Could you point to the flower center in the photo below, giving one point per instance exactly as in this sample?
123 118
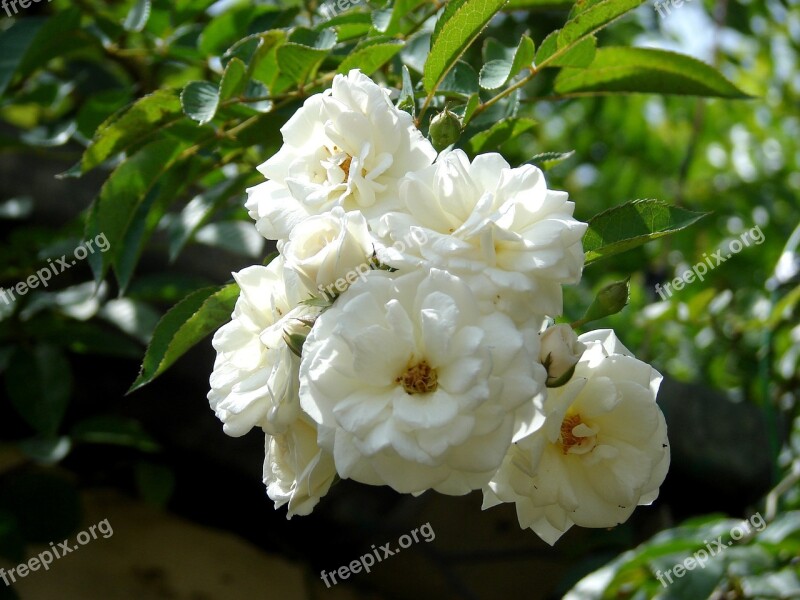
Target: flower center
576 437
419 379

┄┄┄┄┄┄

A word-for-word copy of all the data, without pictures, is the expected output.

### Answer section
Could you point to the flower center in the photo below, giving one point per instance exactly as in this sample?
123 118
Target: flower center
576 437
419 379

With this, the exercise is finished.